Dataset excerpts
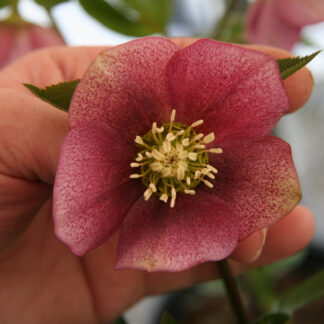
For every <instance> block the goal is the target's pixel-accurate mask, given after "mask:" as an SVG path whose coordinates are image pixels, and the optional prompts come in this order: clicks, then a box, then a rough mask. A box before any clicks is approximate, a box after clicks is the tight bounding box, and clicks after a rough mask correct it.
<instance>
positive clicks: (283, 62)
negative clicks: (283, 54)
mask: <svg viewBox="0 0 324 324" xmlns="http://www.w3.org/2000/svg"><path fill="white" fill-rule="evenodd" d="M320 52H321V51H317V52H315V53H313V54H311V55H307V56H303V57H300V56H296V57H288V58H283V59H279V60H277V63H278V65H279V69H280V73H281V77H282V79H283V80H284V79H286V78H288V77H289V76H290V75H292V74H293V73H295V72H297V71H298V70H300V69H301V68H302V67H304V66H305V65H306V64H308V63H309V62H310V61H311V60H312V59H313V58H314V57H315V56H316V55H317V54H319V53H320Z"/></svg>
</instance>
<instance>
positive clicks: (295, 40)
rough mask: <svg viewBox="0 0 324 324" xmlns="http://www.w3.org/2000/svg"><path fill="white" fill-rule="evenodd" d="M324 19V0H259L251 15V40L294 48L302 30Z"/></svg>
mask: <svg viewBox="0 0 324 324" xmlns="http://www.w3.org/2000/svg"><path fill="white" fill-rule="evenodd" d="M323 20H324V0H257V1H256V2H255V3H253V4H252V5H251V6H250V9H249V11H248V14H247V24H246V34H247V38H248V40H249V41H251V42H252V43H256V44H265V45H272V46H277V47H281V48H284V49H290V48H292V46H293V45H294V44H295V43H297V42H298V40H299V38H300V32H301V29H302V27H304V26H306V25H310V24H315V23H318V22H320V21H323Z"/></svg>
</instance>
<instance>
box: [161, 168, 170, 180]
mask: <svg viewBox="0 0 324 324" xmlns="http://www.w3.org/2000/svg"><path fill="white" fill-rule="evenodd" d="M171 173H172V171H171V168H168V167H167V168H164V169H163V170H162V175H163V177H165V178H166V177H168V176H170V175H171Z"/></svg>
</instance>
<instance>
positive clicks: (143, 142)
mask: <svg viewBox="0 0 324 324" xmlns="http://www.w3.org/2000/svg"><path fill="white" fill-rule="evenodd" d="M135 143H137V144H141V145H144V141H143V139H142V137H141V136H136V137H135Z"/></svg>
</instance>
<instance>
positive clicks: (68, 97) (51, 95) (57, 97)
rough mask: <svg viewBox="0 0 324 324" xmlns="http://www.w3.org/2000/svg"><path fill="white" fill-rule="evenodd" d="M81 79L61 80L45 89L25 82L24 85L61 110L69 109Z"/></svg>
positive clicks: (42, 98) (38, 97) (25, 86)
mask: <svg viewBox="0 0 324 324" xmlns="http://www.w3.org/2000/svg"><path fill="white" fill-rule="evenodd" d="M79 81H80V80H74V81H69V82H60V83H58V84H54V85H51V86H48V87H46V88H44V89H41V88H38V87H35V86H34V85H32V84H28V83H24V86H25V87H26V88H27V89H29V90H30V91H31V92H32V93H33V94H34V95H36V96H37V97H38V98H40V99H42V100H44V101H46V102H48V103H50V104H51V105H53V106H55V107H57V108H59V109H61V110H64V111H68V110H69V106H70V102H71V99H72V95H73V92H74V90H75V87H76V86H77V84H78V83H79Z"/></svg>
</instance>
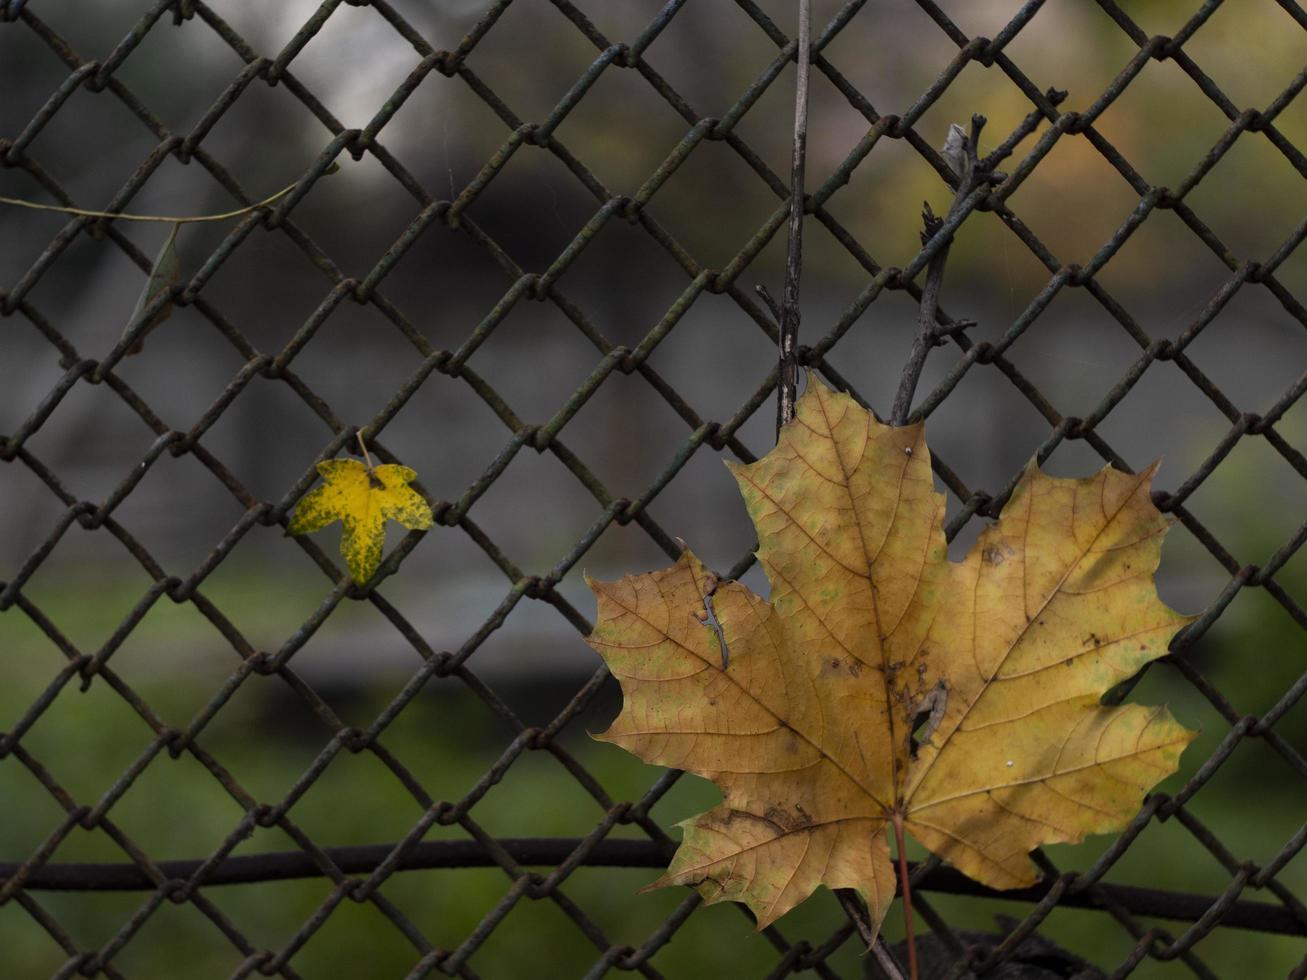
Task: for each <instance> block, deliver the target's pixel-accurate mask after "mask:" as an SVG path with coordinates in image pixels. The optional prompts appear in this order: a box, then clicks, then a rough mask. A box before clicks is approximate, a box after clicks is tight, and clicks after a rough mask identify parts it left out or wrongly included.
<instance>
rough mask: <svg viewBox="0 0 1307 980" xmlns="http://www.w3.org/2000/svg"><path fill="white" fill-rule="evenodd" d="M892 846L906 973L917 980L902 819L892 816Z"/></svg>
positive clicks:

§ The task:
Please retype all the entries word for word, omitting the pictures.

§ Response to the exercise:
For every <instance> block the goal is the target's pixel-accurate mask, given after "mask:" as an SVG path whose coordinates are image pixels, and the optional prompts come in this order: clicks, then a box, then a rough mask. A box before any clicks is approximate, a box after clicks is the tight bounding box, and clicks after a rough mask correct it.
<instance>
positive clicks: (283, 62)
negative clicks: (283, 54)
mask: <svg viewBox="0 0 324 324" xmlns="http://www.w3.org/2000/svg"><path fill="white" fill-rule="evenodd" d="M320 52H321V51H317V52H315V53H313V54H311V55H307V56H303V57H300V56H296V57H288V58H283V59H279V60H277V63H278V65H279V69H280V73H281V77H282V79H283V80H284V79H286V78H288V77H289V76H290V75H292V74H293V73H295V72H297V71H298V70H300V69H301V68H302V67H304V66H305V65H306V64H308V63H309V62H310V61H311V60H312V59H313V58H314V57H315V56H316V55H317V54H319V53H320Z"/></svg>
</instance>
<instance>
positive clicks: (295, 40)
rough mask: <svg viewBox="0 0 324 324" xmlns="http://www.w3.org/2000/svg"><path fill="white" fill-rule="evenodd" d="M324 19V0H259L251 15V40L294 48L302 30Z"/></svg>
mask: <svg viewBox="0 0 324 324" xmlns="http://www.w3.org/2000/svg"><path fill="white" fill-rule="evenodd" d="M323 20H324V0H257V1H256V2H255V3H253V4H252V5H251V6H250V9H249V11H248V14H247V24H246V34H247V38H248V40H249V41H251V42H252V43H256V44H265V45H272V46H277V47H281V48H284V49H290V48H292V46H293V45H294V44H295V43H297V42H298V40H299V38H300V32H301V29H302V27H304V26H306V25H310V24H315V23H318V22H320V21H323Z"/></svg>
</instance>
<instance>
box: [161, 168, 170, 180]
mask: <svg viewBox="0 0 324 324" xmlns="http://www.w3.org/2000/svg"><path fill="white" fill-rule="evenodd" d="M171 173H172V171H171V168H168V167H167V168H164V169H163V170H162V175H163V177H165V178H166V177H168V176H170V175H171Z"/></svg>
</instance>
<instance>
positive clicks: (143, 142)
mask: <svg viewBox="0 0 324 324" xmlns="http://www.w3.org/2000/svg"><path fill="white" fill-rule="evenodd" d="M135 143H137V144H141V145H144V141H143V139H142V137H141V136H136V137H135Z"/></svg>
</instance>
<instance>
positive clicks: (68, 97) (51, 95) (57, 97)
rough mask: <svg viewBox="0 0 324 324" xmlns="http://www.w3.org/2000/svg"><path fill="white" fill-rule="evenodd" d="M81 79L61 80L45 89L25 82L24 85L61 110L69 109Z"/></svg>
positive clicks: (42, 98) (38, 97) (25, 86)
mask: <svg viewBox="0 0 324 324" xmlns="http://www.w3.org/2000/svg"><path fill="white" fill-rule="evenodd" d="M79 81H80V80H74V81H69V82H60V83H58V84H54V85H51V86H48V87H46V88H44V89H41V88H38V87H35V86H34V85H32V84H28V83H24V86H25V87H26V88H27V89H29V90H30V91H31V92H32V93H33V94H34V95H36V96H37V97H38V98H40V99H42V100H44V101H46V102H48V103H50V104H51V105H53V106H55V107H57V108H59V109H61V110H64V111H68V110H69V106H70V102H71V99H72V95H73V92H74V90H75V87H76V86H77V84H78V83H79Z"/></svg>
</instance>
Task: for each <instance> block, deliver the target's pixel-accurate mask after "mask:" as an SVG path with coordinates in image pixels. The optional prompts appear in this order: a box, then clicks, then a rough mask. A box before clicks is approximate, a box after clicks is tight, and clicks after a rough mask identify parts it left out or wrongly included.
<instance>
rough mask: <svg viewBox="0 0 1307 980" xmlns="http://www.w3.org/2000/svg"><path fill="white" fill-rule="evenodd" d="M892 846L906 973L917 980L902 819L892 816Z"/></svg>
positive clicks:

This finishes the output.